:: EXTRAIT

Boye Alassane Harouna: Congrès d'Aleg : Le témoignage de Thierno Sada Baba Lam ou la tare originelle de l'Etat unitaire en Mauritanie



Boye Alassane Harouna: Congrès d'Aleg : Le témoignage de Thierno Sada Baba Lam ou la tare originelle de l'Etat unitaire en Mauritanie
La physionomie de la Mauritanie telle qu'elle fut construite et vécue de son indépendance, 1960, à nos jours fut dessinée au cours de ce fameux congrès d'Aleg de 1958. Cela était connu. Thierno Sada Baba Lam, acteur et témoin privilégié de ce moment crucial de l'histoire contemporaine de la Mauritanie le confirme à travers ce témoignage de première main, recueilli à l'occasion du cinquantenaire de l'indépendance. En tant qu'entité géographique et humaine, que devait être la Mauritanie ? Question cruciale, s'il en est, pour le devenir d'un peuple que l'histoire invite à prendre son destin en main.

Quel Etat construire ? Etat unitaire ? Etat fédéral ? Rattachement des différentes composantes humaines du pays aux différents pays limitrophes de la Mauritanie suivant la proximité ethnique et/ou géographique ? Telles furent les questions fondamentales posées au congrès d'Aleg. Elles apparaissent dans le précieux témoignage de Thierno Sada Baba Lam, cette mémoire vivante de cet instant fondateur, hélas, d'une Mauritanie qu'on eût voulu autre, en termes d'égalité entre citoyens et de cohabitation communautaire.

::::
:: DONNÉES FOURNIES

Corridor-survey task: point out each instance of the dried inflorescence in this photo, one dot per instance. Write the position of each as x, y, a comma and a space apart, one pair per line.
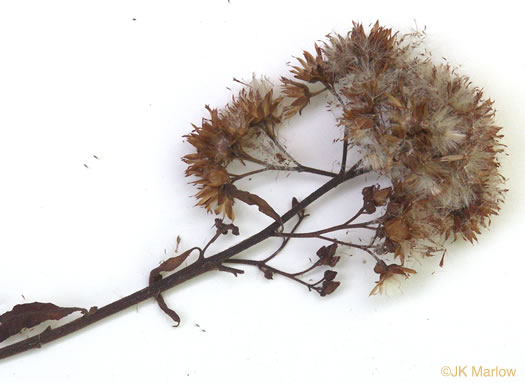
422, 125
224, 137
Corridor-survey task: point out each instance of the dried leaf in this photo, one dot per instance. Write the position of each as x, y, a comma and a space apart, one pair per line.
223, 228
168, 265
326, 255
252, 199
329, 287
29, 315
329, 275
154, 276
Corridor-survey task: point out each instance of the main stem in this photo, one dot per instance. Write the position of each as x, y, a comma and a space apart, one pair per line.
199, 267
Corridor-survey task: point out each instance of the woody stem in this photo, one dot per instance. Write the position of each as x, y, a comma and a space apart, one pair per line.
199, 267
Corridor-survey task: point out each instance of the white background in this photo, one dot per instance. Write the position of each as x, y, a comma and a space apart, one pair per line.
79, 79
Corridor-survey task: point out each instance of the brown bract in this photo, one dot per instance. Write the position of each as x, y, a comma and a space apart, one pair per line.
386, 273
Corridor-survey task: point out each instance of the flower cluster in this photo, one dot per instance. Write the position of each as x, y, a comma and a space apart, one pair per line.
426, 128
224, 137
420, 124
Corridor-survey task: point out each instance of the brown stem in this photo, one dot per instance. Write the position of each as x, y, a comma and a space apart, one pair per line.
199, 267
315, 234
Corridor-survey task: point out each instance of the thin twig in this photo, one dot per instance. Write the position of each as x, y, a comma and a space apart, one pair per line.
201, 266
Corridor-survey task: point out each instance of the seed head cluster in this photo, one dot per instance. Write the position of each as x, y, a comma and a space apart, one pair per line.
421, 124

::::

Recopiez l'extrait sur le congrès d'Aleg entre « Quel Etat construire » et « de cohabitation communautaire. », bornes comprises, en changeant « Etat fédéral » en « Etat confédéral ». Ces données ne servent pas pour répondre.

RÉPONSE
Quel Etat construire ? Etat unitaire ? Etat confédéral ? Rattachement des différentes composantes humaines du pays aux différents pays limitrophes de la Mauritanie suivant la proximité ethnique et/ou géographique ? Telles furent les questions fondamentales posées au congrès d'Aleg. Elles apparaissent dans le précieux témoignage de Thierno Sada Baba Lam, cette mémoire vivante de cet instant fondateur, hélas, d'une Mauritanie qu'on eût voulu autre, en termes d'égalité entre citoyens et de cohabitation communautaire.